STATED EXERCISE = Transcribe the listing verbatim. Do not carry over any pictures.

--- Begin DATA SHOWN ---

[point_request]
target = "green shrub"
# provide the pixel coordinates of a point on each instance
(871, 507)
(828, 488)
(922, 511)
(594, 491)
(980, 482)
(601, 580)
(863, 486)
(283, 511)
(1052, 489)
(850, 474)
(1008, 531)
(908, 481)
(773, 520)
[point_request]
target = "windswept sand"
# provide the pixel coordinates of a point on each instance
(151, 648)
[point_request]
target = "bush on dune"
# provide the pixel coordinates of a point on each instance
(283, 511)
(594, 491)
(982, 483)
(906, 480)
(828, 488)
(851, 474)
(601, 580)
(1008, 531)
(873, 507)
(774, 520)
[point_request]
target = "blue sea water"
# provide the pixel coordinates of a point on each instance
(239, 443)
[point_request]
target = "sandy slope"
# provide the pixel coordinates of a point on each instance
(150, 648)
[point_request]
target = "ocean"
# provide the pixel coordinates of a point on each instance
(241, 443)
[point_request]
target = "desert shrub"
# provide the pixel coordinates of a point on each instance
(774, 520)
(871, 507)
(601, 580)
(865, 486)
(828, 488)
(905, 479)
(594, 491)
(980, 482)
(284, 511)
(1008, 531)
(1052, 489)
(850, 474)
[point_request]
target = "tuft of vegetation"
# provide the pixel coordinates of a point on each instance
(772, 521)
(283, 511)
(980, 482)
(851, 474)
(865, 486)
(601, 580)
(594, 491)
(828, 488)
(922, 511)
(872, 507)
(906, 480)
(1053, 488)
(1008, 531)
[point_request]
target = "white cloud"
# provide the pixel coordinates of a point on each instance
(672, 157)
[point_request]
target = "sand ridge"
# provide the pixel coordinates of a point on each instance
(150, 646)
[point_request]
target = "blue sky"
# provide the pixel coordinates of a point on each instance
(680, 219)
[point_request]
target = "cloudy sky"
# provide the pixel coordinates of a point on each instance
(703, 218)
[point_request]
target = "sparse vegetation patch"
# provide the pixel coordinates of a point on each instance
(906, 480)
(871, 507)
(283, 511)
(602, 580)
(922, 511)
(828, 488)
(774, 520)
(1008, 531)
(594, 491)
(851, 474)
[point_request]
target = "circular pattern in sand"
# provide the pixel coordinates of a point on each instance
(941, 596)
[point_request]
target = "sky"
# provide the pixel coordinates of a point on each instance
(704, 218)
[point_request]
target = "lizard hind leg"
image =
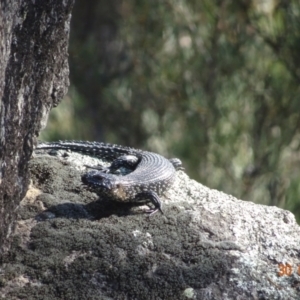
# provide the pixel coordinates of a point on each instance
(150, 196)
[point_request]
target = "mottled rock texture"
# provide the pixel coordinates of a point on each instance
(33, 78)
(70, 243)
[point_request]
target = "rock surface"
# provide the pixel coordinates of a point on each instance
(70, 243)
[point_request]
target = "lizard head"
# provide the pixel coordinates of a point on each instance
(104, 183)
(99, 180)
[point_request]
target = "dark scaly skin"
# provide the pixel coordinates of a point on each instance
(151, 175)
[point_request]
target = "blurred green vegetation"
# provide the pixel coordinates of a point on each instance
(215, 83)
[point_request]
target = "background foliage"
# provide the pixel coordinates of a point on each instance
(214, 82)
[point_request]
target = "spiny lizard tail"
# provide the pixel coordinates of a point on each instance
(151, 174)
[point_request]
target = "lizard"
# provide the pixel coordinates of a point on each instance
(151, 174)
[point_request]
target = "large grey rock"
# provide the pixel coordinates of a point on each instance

--- End DATA SHOWN ---

ANSWER IN FULL =
[point_request]
target = "green shrub"
# provide the pixel coordinates of a point on each instance
(871, 507)
(828, 488)
(922, 511)
(594, 491)
(980, 482)
(601, 580)
(863, 486)
(283, 511)
(1052, 489)
(850, 474)
(1008, 531)
(908, 481)
(773, 520)
[point_request]
target = "windswept sand"
# provide the pixel coordinates of a point on each instance
(151, 648)
[point_request]
target = "bush on dune"
# provide the pixel coordinates of a point on each instance
(283, 511)
(594, 491)
(982, 483)
(906, 480)
(828, 488)
(851, 474)
(601, 580)
(1008, 531)
(873, 507)
(774, 520)
[point_request]
target = "blue sea water"
# provide the pixel coordinates of a point on each instance
(239, 443)
[point_request]
target = "sandy slope"
# provide the pixel coordinates of a point on each instance
(150, 648)
[point_request]
target = "ocean"
# provide the pixel coordinates of a point on each instance
(241, 443)
[point_request]
target = "desert shrub"
# provide the pixel coordinates of a point on each instance
(774, 520)
(871, 507)
(601, 580)
(865, 486)
(828, 488)
(905, 479)
(594, 491)
(980, 482)
(284, 511)
(1008, 531)
(1052, 489)
(850, 474)
[point_request]
target = "tuft of vegetation"
# provide the pixel coordinates of a point on each instance
(772, 521)
(283, 511)
(980, 482)
(851, 474)
(865, 486)
(601, 580)
(594, 491)
(828, 488)
(922, 511)
(872, 507)
(906, 480)
(1053, 488)
(1008, 531)
[point_request]
target = "white cloud"
# provide the pixel coordinates of a point on each instance
(672, 157)
[point_request]
target = "sand ridge"
# provide the pixel coordinates of a point on each instance
(150, 646)
[point_request]
target = "blue sky"
# provide the pixel coordinates of a point on each instance
(680, 219)
[point_request]
target = "cloudy sky"
# provide the pixel coordinates of a point on each instance
(703, 218)
[point_request]
target = "sparse vegetation patch"
# provide the pixel coordinates of a point on each instance
(906, 480)
(871, 507)
(283, 511)
(602, 580)
(922, 511)
(828, 488)
(774, 520)
(1008, 531)
(594, 491)
(851, 474)
[point_request]
target = "circular pattern in sand"
# provide the pixel coordinates of a point on each instance
(941, 596)
[point_request]
target = "sky"
# provide the pixel coordinates of a point on each instance
(704, 218)
[point_request]
target = "lizard hind leg"
image =
# provide the pixel coordinates of a point on each instance
(150, 196)
[point_request]
target = "mottled rock texture"
# provide the pixel coordinates of a point on each instance
(33, 78)
(70, 243)
[point_request]
target = "rock surface"
# provide the pixel coordinates of a point on each instance
(70, 243)
[point_request]
target = "lizard head"
# provide the pixel coordinates of a point on each instance
(104, 183)
(99, 180)
[point_request]
target = "dark scaly skin"
# provide the pixel coordinates of a point on each instance
(151, 175)
[point_request]
target = "blurred green vegetation"
# provide the pixel coordinates of a point on each instance
(215, 83)
[point_request]
target = "background foliage"
# provide the pixel coordinates of a point on each instance
(214, 82)
[point_request]
target = "spiny lizard tail"
# provide the pixel coordinates of a point on each instance
(151, 174)
[point_request]
target = "lizard"
# provide the pixel coordinates of a point on each instance
(151, 174)
[point_request]
target = "large grey rock"
# provide the pixel coordinates of a point on each instance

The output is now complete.